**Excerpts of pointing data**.
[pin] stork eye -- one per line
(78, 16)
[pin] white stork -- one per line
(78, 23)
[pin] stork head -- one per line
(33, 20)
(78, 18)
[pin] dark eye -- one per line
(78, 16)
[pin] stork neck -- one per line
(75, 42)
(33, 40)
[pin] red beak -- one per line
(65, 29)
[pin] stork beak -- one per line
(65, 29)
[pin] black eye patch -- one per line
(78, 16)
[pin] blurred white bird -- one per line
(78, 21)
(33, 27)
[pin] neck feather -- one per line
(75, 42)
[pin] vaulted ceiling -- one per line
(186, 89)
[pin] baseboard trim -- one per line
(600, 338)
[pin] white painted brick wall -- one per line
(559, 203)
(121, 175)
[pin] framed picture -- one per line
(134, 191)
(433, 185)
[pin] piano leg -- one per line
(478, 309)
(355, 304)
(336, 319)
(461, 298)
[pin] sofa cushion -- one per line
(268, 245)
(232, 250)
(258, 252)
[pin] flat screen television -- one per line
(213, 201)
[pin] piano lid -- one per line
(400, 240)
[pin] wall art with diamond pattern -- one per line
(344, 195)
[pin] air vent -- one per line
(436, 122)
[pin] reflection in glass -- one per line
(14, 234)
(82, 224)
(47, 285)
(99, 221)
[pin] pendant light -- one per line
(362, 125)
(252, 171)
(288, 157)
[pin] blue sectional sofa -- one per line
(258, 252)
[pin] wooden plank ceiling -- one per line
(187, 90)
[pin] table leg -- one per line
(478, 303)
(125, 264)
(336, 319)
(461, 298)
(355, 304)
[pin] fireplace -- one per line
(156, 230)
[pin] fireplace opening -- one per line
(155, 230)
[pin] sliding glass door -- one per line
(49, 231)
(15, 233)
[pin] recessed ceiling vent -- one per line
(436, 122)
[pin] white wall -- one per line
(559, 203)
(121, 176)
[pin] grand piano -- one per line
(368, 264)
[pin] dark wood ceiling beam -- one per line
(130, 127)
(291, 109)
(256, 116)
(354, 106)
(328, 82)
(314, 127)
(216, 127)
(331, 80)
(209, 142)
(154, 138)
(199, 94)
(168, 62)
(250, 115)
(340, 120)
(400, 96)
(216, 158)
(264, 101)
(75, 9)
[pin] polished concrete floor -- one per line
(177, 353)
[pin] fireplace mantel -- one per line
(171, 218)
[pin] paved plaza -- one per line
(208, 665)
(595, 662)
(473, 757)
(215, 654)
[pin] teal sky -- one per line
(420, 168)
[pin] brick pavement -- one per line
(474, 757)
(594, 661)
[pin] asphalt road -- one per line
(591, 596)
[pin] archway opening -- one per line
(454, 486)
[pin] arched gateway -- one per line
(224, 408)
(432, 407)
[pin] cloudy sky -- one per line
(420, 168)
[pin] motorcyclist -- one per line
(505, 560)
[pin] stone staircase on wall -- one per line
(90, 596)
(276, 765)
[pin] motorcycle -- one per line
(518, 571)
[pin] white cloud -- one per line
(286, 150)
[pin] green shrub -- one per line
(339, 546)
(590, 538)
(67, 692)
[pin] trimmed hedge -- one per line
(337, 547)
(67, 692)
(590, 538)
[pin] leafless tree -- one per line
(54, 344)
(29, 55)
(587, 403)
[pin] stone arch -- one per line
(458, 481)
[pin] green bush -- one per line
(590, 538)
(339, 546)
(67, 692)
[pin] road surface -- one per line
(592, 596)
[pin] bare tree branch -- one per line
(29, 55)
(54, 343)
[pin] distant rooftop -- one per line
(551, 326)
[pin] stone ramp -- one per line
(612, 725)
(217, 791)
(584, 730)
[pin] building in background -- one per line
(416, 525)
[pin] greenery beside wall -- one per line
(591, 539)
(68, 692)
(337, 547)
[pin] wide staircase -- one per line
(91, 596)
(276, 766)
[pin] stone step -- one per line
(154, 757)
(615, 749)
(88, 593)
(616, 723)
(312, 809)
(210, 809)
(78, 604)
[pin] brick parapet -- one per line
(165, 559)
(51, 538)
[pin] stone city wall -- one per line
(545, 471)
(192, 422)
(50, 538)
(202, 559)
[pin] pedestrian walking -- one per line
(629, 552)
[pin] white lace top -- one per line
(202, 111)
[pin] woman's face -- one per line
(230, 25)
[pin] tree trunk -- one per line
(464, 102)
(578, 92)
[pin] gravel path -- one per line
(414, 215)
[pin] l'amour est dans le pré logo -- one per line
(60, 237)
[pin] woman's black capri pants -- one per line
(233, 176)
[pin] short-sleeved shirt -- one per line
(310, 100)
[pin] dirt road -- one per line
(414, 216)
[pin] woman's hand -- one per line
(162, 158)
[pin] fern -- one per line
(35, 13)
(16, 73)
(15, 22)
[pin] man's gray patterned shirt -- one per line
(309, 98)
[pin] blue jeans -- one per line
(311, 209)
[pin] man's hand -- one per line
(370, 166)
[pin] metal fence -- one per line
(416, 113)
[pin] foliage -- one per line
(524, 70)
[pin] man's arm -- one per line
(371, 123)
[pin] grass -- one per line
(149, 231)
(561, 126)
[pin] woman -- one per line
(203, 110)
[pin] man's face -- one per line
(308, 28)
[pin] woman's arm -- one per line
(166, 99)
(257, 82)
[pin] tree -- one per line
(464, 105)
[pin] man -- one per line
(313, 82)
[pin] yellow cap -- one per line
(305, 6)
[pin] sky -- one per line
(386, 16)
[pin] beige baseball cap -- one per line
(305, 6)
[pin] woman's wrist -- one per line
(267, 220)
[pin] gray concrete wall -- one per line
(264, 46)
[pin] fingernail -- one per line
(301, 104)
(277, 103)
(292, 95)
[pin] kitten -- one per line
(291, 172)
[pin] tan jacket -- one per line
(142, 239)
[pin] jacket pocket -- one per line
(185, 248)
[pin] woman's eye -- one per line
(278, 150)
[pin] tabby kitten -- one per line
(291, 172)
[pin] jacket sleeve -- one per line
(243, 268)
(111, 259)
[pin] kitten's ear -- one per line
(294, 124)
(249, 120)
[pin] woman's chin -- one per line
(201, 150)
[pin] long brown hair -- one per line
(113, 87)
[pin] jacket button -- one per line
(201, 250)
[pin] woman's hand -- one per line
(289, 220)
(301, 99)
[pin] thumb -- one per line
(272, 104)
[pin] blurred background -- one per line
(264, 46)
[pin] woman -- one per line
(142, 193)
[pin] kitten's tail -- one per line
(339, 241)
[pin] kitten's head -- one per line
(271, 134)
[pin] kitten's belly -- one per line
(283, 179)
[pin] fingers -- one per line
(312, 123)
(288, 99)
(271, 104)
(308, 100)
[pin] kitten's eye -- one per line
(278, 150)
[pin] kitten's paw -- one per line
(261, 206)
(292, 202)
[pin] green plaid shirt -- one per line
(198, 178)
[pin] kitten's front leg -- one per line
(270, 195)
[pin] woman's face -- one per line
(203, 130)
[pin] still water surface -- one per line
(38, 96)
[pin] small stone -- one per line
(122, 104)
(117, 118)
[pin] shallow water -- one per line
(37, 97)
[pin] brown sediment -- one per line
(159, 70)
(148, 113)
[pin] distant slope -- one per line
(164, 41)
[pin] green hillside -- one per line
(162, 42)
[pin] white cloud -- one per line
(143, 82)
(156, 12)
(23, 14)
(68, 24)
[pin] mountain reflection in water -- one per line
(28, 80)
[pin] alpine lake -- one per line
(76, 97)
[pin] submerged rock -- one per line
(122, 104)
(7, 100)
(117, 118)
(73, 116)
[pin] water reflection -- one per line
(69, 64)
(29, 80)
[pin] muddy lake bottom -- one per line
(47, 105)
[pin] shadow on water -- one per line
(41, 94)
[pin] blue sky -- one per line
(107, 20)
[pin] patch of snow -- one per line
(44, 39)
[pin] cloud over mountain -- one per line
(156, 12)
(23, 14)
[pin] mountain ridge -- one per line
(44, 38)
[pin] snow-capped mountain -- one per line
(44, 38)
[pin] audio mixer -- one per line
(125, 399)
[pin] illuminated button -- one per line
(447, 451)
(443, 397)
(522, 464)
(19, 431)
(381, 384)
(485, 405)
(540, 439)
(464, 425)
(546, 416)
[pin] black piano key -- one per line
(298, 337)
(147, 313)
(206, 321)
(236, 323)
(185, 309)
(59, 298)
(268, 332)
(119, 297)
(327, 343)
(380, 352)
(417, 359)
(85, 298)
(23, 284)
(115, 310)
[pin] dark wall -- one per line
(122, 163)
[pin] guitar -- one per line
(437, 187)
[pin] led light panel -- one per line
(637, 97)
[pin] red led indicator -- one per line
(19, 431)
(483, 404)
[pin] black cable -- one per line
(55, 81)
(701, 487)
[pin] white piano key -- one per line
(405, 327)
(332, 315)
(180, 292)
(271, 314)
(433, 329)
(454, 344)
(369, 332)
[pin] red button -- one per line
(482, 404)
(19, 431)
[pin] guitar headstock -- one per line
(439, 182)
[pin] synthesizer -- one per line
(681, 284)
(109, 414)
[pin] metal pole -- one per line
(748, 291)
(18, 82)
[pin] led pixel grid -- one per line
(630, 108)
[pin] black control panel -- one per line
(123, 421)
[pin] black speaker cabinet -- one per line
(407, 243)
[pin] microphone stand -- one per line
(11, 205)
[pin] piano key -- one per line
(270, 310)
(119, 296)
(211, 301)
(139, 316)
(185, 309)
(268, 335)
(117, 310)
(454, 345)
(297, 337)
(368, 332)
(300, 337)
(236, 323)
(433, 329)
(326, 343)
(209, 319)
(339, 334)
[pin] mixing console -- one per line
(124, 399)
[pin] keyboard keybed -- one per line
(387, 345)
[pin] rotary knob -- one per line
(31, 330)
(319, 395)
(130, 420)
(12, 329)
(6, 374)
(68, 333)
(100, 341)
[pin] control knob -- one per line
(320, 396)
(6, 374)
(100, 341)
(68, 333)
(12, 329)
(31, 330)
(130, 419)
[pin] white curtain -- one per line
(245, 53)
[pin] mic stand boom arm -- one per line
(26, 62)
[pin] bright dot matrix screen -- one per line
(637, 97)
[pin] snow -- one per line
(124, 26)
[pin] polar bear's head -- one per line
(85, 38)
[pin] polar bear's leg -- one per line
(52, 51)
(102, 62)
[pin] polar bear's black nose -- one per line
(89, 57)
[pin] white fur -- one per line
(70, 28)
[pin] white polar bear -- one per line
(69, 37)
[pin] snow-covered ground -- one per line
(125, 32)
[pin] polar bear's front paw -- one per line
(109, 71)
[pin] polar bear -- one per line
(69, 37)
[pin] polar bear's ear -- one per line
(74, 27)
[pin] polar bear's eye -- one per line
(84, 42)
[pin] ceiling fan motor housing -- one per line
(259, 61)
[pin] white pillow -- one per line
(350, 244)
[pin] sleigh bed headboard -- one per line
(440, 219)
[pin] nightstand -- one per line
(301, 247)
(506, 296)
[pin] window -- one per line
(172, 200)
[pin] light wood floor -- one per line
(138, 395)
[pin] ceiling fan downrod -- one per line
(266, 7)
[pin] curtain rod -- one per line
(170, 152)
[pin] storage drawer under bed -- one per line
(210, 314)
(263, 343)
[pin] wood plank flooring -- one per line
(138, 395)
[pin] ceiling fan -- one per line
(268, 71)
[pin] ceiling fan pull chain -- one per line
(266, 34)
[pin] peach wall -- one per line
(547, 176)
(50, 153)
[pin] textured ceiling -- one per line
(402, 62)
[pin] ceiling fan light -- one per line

**Task to complete**.
Each line from the one containing "[pin] white curtain -- one per line" through the end of the entries, both included, is to be returned exactly, with no other lines.

**Written response**.
[pin] white curtain -- one per line
(245, 53)
[pin] mic stand boom arm -- one per line
(26, 62)
[pin] bright dot matrix screen -- one per line
(637, 97)
[pin] snow -- one per line
(124, 26)
[pin] polar bear's head -- one per line
(85, 38)
[pin] polar bear's leg -- one per line
(52, 51)
(102, 62)
[pin] polar bear's black nose -- one per line
(89, 57)
[pin] white fur -- one per line
(70, 28)
[pin] white polar bear -- one per line
(69, 37)
[pin] snow-covered ground -- one per line
(125, 32)
[pin] polar bear's front paw -- one per line
(109, 71)
[pin] polar bear -- one per line
(69, 37)
[pin] polar bear's ear -- one per line
(74, 27)
[pin] polar bear's eye -- one per line
(84, 42)
[pin] ceiling fan motor housing -- one per line
(259, 61)
[pin] white pillow -- one per line
(350, 244)
[pin] sleigh bed headboard -- one per line
(440, 219)
[pin] nightstand -- one per line
(301, 247)
(506, 296)
[pin] window -- one per line
(172, 200)
[pin] light wood floor -- one per line
(138, 395)
[pin] ceiling fan downrod -- one per line
(266, 7)
[pin] curtain rod -- one per line
(170, 152)
[pin] storage drawer under bed -- one per line
(210, 314)
(263, 343)
[pin] wood plank flooring -- one per line
(138, 395)
[pin] ceiling fan -- one per line
(268, 71)
[pin] ceiling fan pull chain -- one per line
(266, 34)
[pin] peach wall -- one per line
(547, 176)
(50, 153)
[pin] textured ceiling -- one per line
(402, 62)
[pin] ceiling fan light -- one per line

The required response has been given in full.